RECORDS FOR THE TASK>
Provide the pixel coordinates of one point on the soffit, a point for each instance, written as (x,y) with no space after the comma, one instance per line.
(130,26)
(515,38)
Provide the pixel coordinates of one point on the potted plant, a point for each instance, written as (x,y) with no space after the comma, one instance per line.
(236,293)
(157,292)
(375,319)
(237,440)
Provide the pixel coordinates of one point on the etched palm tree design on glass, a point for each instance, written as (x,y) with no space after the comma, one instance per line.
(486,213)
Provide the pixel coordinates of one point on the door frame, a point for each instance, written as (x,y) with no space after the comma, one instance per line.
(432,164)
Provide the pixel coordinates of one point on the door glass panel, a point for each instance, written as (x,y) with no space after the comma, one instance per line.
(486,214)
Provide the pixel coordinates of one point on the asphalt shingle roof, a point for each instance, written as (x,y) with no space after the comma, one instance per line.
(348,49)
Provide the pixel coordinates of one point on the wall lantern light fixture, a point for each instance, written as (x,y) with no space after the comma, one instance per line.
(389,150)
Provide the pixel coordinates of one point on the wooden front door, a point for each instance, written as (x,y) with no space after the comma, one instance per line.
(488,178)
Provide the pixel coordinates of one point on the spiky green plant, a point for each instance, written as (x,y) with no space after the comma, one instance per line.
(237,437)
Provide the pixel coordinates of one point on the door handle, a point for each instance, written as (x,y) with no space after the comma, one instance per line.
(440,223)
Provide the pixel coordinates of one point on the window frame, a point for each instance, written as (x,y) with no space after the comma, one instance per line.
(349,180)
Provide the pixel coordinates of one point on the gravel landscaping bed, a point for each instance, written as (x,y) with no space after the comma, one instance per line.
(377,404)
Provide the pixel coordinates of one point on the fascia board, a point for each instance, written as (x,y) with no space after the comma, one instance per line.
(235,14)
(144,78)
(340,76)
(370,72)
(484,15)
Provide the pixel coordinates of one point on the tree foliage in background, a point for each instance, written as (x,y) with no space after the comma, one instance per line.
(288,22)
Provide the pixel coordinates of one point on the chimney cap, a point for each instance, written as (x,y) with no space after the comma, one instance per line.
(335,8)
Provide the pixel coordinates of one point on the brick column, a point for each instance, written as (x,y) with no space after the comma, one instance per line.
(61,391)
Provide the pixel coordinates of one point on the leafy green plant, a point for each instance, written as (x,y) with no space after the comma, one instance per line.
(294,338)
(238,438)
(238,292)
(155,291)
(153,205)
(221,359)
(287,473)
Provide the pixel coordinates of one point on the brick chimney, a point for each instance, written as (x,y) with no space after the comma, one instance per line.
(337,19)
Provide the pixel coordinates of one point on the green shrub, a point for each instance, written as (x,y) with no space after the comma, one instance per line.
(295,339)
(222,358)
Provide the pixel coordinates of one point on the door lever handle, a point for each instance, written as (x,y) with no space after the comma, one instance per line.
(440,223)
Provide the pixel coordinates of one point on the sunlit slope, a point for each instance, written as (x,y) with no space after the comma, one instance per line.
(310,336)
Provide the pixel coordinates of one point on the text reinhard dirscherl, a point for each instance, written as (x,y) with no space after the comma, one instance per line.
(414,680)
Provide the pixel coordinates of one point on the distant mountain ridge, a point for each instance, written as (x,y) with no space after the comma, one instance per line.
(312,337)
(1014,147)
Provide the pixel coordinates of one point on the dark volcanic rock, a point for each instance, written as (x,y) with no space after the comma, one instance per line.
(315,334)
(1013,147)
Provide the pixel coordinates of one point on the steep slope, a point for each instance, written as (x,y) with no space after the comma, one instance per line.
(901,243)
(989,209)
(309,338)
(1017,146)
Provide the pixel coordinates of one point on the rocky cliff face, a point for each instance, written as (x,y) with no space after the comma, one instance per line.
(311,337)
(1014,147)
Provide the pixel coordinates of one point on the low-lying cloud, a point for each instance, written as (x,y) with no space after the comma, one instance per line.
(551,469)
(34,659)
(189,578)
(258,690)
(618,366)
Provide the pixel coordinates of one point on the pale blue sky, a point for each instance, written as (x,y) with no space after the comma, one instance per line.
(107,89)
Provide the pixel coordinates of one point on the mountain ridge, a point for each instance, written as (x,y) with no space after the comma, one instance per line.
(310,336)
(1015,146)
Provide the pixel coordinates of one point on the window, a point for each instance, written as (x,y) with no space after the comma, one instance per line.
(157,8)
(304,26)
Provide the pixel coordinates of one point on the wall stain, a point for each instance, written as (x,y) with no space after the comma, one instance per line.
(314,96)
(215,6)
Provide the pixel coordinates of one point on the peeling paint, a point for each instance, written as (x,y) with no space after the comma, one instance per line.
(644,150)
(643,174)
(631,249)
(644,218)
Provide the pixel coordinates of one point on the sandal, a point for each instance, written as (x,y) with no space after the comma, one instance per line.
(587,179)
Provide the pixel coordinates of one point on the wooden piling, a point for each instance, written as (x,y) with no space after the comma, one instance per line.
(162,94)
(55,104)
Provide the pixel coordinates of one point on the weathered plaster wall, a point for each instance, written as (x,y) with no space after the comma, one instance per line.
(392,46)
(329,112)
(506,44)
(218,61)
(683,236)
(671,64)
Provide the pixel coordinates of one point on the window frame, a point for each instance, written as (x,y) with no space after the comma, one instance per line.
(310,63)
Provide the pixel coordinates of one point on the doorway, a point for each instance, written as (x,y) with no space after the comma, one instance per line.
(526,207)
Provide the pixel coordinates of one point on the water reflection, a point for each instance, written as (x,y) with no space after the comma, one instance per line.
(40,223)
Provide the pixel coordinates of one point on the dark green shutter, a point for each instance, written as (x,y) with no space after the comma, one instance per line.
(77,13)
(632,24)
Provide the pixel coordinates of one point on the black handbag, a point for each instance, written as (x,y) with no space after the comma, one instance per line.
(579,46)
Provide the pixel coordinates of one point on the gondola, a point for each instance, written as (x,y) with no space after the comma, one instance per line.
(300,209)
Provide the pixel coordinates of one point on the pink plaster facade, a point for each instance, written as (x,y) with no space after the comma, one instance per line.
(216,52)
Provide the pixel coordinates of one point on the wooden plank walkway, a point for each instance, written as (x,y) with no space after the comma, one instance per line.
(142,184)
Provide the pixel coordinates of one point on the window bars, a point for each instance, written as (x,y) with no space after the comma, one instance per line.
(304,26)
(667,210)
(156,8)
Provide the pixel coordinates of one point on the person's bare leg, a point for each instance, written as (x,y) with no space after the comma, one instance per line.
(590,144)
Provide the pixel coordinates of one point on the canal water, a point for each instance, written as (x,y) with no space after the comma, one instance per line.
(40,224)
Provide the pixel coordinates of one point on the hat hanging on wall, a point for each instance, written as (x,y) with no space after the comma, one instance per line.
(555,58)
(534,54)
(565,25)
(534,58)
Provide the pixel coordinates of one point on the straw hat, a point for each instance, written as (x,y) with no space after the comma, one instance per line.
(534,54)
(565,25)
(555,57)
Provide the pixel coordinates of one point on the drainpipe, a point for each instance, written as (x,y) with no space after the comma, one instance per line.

EXERCISE GOAL>
Update everything from the line containing "Provide the pixel coordinates of one point on the straw" down to the end of the records, replacing "drainpipe" with "downspout" and keeping all else unchanged.

SOLUTION BELOW>
Provide the pixel coordinates of one point on the straw hat, a point for each instance, written as (x,y) with no space after the comma, one instance per line.
(534,54)
(565,25)
(555,57)
Provide the pixel coordinates of one point on the downspout, a point for each instance, written as (x,y) with no space after the comma, one instance per line.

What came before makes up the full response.